**INPUT FOR THIS TASK**

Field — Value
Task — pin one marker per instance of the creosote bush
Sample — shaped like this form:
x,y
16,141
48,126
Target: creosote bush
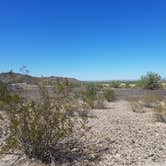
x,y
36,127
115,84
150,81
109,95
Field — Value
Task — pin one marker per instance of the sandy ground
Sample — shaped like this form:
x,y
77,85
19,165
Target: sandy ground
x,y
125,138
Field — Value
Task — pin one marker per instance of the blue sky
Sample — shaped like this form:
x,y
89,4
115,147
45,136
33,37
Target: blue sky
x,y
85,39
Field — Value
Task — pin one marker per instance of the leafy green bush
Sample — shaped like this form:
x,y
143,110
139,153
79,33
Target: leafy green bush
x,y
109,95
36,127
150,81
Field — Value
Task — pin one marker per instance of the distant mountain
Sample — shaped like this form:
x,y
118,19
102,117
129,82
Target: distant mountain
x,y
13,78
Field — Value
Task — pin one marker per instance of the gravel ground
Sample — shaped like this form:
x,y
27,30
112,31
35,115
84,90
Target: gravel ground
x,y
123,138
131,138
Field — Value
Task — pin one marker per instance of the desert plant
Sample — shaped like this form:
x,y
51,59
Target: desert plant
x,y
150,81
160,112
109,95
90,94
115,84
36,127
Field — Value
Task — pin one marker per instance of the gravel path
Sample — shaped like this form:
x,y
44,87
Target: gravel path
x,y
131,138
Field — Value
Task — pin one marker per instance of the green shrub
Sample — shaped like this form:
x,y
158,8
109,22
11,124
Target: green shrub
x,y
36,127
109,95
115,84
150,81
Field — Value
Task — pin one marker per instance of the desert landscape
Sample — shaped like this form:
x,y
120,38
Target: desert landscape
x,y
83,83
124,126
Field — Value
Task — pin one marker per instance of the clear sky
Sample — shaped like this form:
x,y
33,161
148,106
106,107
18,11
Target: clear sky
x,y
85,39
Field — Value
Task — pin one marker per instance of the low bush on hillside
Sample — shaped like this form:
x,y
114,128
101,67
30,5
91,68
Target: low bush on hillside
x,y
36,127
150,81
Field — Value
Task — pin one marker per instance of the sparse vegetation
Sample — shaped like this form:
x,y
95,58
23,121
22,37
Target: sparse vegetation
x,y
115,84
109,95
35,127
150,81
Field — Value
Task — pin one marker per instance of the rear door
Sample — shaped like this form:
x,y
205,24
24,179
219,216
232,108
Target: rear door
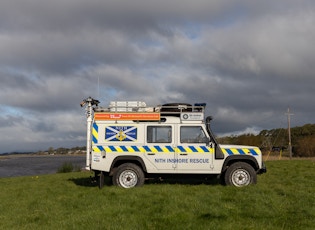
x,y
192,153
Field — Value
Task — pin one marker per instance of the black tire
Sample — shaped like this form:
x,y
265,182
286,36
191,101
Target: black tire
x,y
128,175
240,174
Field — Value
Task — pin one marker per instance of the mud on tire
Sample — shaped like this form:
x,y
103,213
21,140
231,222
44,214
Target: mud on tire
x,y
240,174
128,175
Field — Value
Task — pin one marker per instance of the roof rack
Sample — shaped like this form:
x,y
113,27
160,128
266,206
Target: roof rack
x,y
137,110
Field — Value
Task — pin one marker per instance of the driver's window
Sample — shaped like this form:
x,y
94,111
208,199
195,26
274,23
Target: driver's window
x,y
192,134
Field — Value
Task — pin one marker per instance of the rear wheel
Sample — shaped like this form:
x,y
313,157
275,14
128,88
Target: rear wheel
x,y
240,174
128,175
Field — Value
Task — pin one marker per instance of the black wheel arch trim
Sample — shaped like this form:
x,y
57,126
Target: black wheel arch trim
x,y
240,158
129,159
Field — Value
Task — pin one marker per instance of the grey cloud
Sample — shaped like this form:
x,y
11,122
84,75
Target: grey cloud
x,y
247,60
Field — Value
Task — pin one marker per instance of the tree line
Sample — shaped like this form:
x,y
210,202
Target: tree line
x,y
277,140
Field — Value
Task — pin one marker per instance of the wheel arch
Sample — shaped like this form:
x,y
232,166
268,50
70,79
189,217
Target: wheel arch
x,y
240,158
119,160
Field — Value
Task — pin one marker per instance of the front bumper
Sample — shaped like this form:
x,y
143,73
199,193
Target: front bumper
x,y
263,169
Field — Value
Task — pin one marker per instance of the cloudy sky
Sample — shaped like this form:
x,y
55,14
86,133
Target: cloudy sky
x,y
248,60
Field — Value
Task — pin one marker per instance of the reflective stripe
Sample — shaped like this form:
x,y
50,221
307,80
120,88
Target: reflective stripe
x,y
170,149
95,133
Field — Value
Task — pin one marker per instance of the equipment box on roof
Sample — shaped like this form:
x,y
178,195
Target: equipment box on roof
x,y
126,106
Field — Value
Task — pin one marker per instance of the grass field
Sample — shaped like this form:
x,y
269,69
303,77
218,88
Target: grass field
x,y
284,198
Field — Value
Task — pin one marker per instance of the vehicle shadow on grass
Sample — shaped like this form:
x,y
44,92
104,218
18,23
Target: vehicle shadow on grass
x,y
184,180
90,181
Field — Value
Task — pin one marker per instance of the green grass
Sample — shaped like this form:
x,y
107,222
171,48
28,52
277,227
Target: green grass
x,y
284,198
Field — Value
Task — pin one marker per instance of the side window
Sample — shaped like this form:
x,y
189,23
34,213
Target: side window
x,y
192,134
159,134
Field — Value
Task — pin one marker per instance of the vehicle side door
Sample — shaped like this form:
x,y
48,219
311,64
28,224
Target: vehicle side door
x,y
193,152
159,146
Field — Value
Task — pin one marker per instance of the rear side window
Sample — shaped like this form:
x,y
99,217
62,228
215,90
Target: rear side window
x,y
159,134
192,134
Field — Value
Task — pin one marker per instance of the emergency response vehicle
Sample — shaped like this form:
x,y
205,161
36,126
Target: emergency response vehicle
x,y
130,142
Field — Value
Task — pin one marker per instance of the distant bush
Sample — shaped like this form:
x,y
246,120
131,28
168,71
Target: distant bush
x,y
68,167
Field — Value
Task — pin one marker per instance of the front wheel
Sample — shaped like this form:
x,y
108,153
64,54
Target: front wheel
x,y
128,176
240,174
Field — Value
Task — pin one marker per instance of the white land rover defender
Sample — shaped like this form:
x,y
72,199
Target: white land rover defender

==

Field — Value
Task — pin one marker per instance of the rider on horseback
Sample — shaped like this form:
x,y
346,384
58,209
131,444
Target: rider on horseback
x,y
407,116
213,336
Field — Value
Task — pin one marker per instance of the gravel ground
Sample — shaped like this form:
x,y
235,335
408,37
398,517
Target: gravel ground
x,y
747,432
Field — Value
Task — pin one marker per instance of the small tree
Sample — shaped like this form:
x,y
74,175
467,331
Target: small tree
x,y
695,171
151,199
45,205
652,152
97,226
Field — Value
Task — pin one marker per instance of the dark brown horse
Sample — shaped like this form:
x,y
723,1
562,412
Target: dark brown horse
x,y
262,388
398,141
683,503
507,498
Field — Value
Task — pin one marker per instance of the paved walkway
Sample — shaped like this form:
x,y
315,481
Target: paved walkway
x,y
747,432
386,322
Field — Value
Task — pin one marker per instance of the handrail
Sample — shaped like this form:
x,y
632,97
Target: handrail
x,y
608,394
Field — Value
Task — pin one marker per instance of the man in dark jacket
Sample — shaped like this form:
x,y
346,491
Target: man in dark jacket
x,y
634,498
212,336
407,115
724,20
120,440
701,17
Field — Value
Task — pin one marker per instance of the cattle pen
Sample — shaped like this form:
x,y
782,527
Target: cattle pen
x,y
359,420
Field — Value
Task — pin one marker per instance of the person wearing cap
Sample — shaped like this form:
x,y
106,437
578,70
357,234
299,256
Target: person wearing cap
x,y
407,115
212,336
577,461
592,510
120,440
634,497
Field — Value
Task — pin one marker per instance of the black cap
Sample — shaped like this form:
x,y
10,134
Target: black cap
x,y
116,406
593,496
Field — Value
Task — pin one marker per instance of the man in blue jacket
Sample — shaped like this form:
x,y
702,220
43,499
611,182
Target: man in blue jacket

* * *

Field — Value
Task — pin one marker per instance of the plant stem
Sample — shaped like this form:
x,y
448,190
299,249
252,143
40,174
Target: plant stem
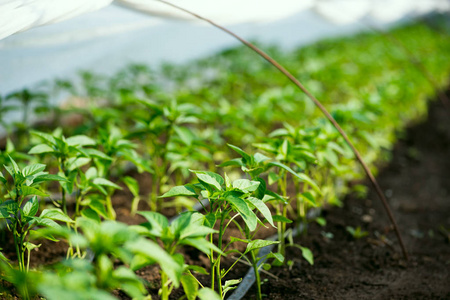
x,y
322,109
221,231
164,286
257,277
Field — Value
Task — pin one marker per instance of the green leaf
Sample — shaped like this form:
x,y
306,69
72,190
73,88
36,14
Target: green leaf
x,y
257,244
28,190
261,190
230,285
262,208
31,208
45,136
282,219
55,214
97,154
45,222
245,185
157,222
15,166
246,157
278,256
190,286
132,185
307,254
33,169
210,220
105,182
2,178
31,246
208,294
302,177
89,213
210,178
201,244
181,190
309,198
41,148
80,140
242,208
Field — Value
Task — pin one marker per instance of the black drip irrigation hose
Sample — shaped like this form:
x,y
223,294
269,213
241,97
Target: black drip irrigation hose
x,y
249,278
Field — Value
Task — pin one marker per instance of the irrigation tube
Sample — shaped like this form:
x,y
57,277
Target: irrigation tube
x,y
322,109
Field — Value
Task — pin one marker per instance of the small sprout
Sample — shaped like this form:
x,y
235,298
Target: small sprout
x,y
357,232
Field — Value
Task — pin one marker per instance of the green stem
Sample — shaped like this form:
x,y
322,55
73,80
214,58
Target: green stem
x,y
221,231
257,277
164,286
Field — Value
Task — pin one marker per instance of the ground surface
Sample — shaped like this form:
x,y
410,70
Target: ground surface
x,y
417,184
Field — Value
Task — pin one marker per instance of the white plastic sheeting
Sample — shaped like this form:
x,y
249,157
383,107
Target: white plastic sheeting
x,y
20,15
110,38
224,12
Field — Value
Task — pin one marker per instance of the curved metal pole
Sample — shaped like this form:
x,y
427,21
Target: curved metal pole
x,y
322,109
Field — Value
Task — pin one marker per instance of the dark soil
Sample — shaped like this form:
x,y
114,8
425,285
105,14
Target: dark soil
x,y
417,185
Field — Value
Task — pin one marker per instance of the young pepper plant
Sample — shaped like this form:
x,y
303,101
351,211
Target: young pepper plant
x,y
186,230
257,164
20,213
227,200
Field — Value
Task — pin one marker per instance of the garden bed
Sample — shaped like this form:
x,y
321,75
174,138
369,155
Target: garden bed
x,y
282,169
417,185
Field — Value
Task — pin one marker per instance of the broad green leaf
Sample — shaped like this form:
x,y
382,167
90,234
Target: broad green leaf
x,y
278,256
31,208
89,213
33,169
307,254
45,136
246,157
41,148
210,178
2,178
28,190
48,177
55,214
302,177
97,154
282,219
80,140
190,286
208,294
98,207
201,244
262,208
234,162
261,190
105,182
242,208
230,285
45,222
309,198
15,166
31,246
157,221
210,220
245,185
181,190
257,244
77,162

**THE PROBLEM**
Where a line of the listing holds "defender", show that line.

**REPLY**
Task — pin one marker per instance of the white land rover defender
Target: white land rover defender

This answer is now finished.